[start Extracted information]

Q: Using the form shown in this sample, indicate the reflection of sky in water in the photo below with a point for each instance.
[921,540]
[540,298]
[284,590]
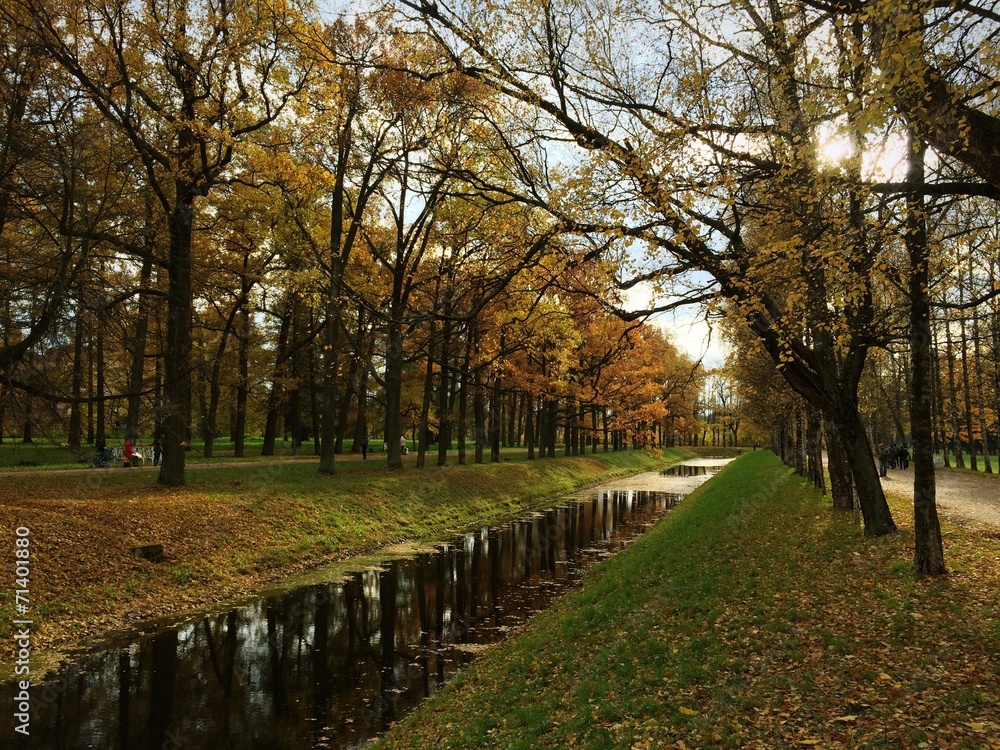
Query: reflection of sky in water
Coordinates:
[332,664]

[end Extracted information]

* [Exercise details]: Copy out the whole listing exactly, and don't carry over any pictures.

* [Response below]:
Q: Using the form shown in this sample, indicate the reflection of sky in water in the photo below with a point for each instance.
[921,540]
[540,298]
[284,590]
Query: reflection of sky in water
Coordinates:
[332,664]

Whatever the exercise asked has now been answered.